# Records provided
•••••

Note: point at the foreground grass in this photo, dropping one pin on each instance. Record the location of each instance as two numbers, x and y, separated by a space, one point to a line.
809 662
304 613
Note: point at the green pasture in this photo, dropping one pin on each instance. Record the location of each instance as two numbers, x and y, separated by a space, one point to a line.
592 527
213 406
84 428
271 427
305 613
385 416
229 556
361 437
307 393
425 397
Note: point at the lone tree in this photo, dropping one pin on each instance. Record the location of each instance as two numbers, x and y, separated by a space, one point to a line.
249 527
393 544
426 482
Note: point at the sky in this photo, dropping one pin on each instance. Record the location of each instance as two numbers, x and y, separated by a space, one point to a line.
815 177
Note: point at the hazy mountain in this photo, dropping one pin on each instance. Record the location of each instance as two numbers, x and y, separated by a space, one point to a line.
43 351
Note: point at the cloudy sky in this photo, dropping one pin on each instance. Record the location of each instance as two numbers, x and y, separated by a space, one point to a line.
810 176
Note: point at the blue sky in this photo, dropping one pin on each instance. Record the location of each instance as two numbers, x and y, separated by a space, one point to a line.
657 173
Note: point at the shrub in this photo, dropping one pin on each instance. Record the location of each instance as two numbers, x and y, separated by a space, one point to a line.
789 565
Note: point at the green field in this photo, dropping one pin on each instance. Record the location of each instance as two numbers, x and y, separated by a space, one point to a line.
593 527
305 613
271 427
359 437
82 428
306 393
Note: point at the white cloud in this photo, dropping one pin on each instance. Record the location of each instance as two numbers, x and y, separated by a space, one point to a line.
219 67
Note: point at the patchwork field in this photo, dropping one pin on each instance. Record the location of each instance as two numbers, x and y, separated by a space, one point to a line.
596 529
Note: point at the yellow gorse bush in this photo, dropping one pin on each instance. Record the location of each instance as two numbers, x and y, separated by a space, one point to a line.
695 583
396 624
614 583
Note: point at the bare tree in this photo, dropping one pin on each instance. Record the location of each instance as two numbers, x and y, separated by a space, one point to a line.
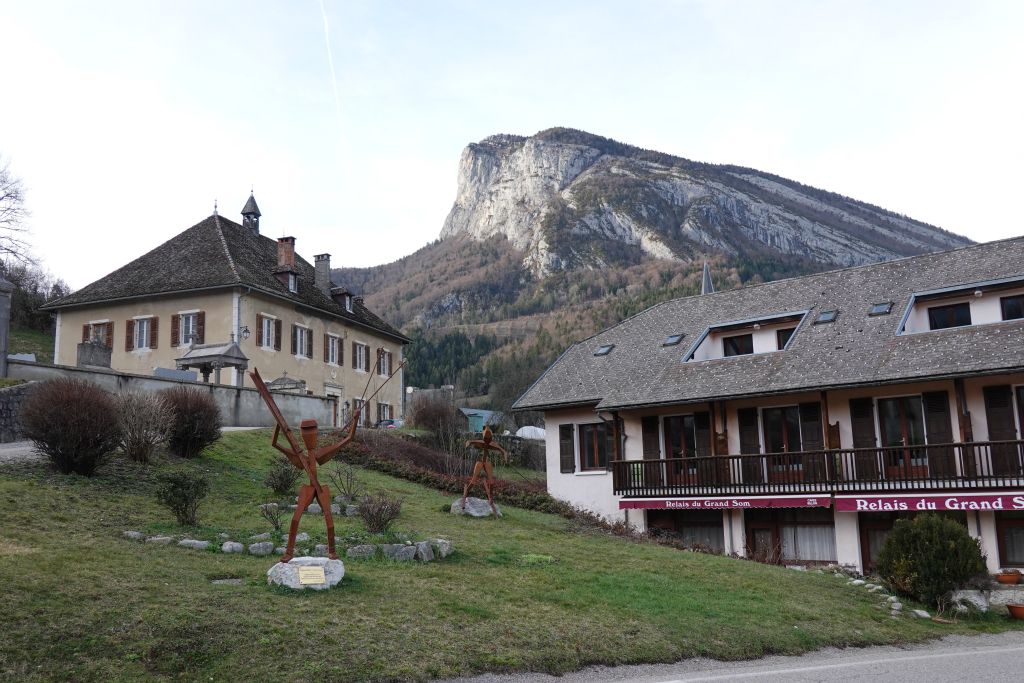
12 217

•••••

# Your goal
The answer is a faithful copy of the records above, with the pictures removed.

# Response for this exercise
Note: point at the foreground grass in this photo, dropping one pin on each instance. Record the location of each instance as two numbers, x and y, separated by a space, one point to a line.
809 662
304 613
Note: point at the green pasture in this photo, dropping one pin on each instance. Record the location of each instance as two numbers, x and y, separated by a space, one point to a line.
592 527
213 406
84 428
271 427
305 613
385 416
229 556
361 437
307 393
425 397
Note: point at the lone tree in this photo, dropping one pin on each instance. Record the location of each instance as two numbers, x and y, separated by a space, one point to a line.
249 527
393 544
426 482
Note: point at the sky in this photo, dropping one pin on each instance. Record the location of each instance as two numbers, x and y, separated by a space, one point to a line.
815 177
Note: point at the hazy mountain in this photo, dropping one pin on each instance. Record the location of each instance as two numbers, x and y, separated by a space, one point to a line.
43 351
Note: point at the cloudy sky in this photo, dropping one pin on each instance. Record the location of each instance as two numbers, x and y, separated by a space, one point to a line.
810 176
Note: point at the blue sky in this photo, dropping one pin on each instance. Record the location of each instance as two numbers, x and y, separated by a space, one point to a line.
657 173
Note: point at the shrub in this photo, dropping one pin on each instance. Record the location of each instance as two numbers, x and y, separated by a space, one point to a line.
789 565
Note: point at the green field in this photo, dropping one pin on each instance. Record the location of each instance as two numbers, x and y, separated by a space, one point to a line.
593 527
305 613
271 427
359 437
82 428
306 393
Note: point at the white cloud in this photo, dropping one pin on each instance. Record the location of each instance as two numbers, x and y, separated by a space, one point to a line.
219 67
Note: point at the patchwork field in this photo, dropping one pin on each instance. Record the location of each instance as two numbers, x and y, separated by a space, one point to a line.
596 529
Note: point at the yellow gorse bush in this photo, dropping one pin on each instance. Record the location of each instance as two numbers, x and y, separated by a space, one point to a line.
695 583
396 624
614 583
Note: point at the bare tree in this photo, dropping one pin on each instance. Record the location of each instance as two numbers, x and y, separated by a space, one point to a line.
12 217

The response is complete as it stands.